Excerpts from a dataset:
== Segment start ==
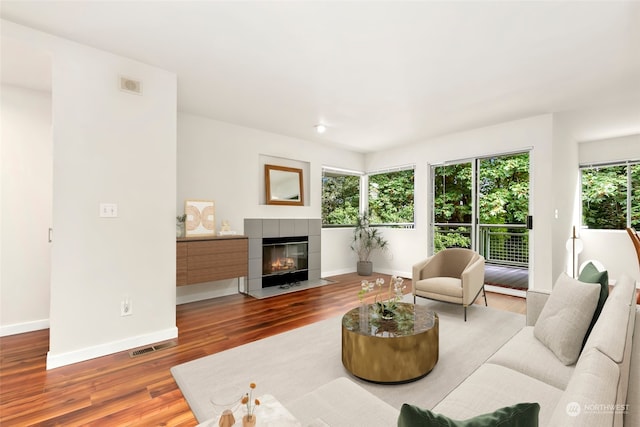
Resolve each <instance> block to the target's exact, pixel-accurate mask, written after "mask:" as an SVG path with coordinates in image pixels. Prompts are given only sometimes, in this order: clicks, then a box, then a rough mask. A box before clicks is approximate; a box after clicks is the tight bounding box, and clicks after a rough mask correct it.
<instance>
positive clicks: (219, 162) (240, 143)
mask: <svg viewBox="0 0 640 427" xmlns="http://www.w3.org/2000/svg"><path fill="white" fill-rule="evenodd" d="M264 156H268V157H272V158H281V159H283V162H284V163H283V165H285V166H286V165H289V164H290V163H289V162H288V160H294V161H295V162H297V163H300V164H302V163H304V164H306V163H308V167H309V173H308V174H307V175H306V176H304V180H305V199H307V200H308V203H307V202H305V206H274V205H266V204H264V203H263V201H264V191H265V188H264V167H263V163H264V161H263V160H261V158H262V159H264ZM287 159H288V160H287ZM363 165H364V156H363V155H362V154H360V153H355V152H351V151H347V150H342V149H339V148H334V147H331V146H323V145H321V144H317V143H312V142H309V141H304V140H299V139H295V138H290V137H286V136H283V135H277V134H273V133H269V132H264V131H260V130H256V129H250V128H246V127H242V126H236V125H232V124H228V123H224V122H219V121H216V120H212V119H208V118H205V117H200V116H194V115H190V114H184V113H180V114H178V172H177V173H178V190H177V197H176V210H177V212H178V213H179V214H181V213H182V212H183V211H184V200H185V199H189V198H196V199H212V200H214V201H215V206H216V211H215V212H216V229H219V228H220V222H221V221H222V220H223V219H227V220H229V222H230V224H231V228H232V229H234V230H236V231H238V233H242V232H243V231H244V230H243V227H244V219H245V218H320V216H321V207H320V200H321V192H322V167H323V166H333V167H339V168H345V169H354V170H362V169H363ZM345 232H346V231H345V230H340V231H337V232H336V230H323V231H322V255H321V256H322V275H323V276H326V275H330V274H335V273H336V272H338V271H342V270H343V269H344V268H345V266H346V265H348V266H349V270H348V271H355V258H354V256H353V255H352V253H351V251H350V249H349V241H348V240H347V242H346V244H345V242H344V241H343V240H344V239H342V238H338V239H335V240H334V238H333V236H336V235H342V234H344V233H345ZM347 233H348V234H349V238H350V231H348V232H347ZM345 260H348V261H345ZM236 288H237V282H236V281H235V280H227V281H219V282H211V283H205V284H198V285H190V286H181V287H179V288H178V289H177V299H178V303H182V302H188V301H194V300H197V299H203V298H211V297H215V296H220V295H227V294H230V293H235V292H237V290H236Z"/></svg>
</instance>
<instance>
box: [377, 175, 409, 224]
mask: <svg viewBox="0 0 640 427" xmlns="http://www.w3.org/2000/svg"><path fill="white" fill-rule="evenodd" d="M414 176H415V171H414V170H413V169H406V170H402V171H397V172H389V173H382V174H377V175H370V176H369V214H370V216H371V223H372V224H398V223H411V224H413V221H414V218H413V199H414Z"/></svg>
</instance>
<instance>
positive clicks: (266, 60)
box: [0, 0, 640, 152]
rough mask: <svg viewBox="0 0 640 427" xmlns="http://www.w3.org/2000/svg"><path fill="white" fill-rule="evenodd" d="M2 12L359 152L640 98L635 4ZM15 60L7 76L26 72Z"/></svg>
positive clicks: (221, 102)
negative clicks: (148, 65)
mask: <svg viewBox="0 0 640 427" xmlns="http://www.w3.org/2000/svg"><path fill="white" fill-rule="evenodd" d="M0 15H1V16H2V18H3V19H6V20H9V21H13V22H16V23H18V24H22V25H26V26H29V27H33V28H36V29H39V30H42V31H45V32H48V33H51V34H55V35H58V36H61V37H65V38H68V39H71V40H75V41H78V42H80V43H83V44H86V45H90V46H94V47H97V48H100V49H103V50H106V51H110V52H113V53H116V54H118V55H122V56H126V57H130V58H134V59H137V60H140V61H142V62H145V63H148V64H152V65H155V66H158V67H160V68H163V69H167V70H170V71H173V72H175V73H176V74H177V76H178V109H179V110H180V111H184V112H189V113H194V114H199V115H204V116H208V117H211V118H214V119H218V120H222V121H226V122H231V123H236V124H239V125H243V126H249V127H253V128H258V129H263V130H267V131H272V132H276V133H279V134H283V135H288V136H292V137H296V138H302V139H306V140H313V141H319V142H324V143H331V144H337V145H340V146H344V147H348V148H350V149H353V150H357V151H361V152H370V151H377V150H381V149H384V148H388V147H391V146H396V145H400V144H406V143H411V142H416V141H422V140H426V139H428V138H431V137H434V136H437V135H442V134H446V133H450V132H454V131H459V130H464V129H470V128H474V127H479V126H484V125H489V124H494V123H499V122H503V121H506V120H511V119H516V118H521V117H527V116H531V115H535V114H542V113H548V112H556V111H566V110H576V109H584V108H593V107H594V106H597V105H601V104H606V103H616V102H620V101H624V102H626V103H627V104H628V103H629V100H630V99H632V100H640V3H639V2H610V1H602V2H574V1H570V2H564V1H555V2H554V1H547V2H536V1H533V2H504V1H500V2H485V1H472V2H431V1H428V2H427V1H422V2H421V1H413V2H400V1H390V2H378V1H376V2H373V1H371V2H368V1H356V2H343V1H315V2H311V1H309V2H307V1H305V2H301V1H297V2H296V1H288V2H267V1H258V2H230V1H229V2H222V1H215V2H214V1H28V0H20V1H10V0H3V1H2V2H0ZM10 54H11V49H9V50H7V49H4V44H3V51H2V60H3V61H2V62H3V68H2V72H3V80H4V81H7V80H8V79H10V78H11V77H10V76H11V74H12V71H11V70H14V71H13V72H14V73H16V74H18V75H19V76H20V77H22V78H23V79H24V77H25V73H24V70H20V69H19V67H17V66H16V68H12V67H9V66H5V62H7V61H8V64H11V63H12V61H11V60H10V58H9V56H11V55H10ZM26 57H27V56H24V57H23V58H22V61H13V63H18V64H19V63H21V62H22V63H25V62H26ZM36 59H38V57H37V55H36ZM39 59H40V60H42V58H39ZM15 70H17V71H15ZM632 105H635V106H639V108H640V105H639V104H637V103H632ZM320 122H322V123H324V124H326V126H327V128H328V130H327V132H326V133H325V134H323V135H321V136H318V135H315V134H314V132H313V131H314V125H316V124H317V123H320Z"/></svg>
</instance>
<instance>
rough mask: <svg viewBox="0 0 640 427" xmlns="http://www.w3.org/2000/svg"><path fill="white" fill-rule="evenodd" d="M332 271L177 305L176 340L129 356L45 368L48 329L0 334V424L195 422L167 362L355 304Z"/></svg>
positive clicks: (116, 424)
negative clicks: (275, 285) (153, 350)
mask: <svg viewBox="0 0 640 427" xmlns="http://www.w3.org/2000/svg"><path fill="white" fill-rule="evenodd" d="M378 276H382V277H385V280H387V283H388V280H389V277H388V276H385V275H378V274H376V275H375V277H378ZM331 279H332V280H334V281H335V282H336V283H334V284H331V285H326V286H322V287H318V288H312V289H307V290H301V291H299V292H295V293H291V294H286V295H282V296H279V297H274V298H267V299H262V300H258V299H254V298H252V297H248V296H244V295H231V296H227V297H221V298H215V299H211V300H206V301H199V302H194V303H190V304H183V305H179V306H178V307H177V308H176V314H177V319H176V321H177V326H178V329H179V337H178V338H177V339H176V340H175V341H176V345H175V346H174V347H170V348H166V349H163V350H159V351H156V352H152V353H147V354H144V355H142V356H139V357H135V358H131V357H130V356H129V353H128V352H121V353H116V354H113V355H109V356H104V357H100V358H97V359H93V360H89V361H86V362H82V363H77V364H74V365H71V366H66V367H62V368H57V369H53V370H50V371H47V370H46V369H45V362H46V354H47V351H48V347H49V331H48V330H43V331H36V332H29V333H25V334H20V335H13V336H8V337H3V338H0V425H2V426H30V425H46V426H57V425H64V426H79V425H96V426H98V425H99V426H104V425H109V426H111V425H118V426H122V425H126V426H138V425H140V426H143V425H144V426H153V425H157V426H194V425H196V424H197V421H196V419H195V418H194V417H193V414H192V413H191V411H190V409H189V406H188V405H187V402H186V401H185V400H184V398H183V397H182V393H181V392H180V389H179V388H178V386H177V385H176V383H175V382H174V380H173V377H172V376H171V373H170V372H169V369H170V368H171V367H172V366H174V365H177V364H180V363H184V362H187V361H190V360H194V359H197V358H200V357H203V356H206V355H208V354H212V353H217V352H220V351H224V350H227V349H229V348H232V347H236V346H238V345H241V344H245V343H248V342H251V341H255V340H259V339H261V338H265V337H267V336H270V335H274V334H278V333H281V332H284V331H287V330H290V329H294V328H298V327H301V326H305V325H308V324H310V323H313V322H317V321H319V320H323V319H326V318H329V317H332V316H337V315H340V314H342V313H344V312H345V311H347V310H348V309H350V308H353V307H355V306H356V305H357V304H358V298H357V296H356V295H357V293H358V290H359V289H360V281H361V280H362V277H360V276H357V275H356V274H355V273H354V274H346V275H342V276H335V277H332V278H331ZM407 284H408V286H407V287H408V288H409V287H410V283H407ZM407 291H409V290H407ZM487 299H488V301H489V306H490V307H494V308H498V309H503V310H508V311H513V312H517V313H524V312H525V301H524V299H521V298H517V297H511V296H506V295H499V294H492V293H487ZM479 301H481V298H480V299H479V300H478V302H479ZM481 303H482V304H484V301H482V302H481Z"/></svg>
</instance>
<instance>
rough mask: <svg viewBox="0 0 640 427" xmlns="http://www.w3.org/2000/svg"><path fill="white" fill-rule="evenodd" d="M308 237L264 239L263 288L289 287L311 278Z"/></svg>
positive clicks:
== Segment end ==
DIRECTIONS FOR THIS TASK. Among the lines above, count those that include the word "rough". Give only the result.

THE ANSWER. 4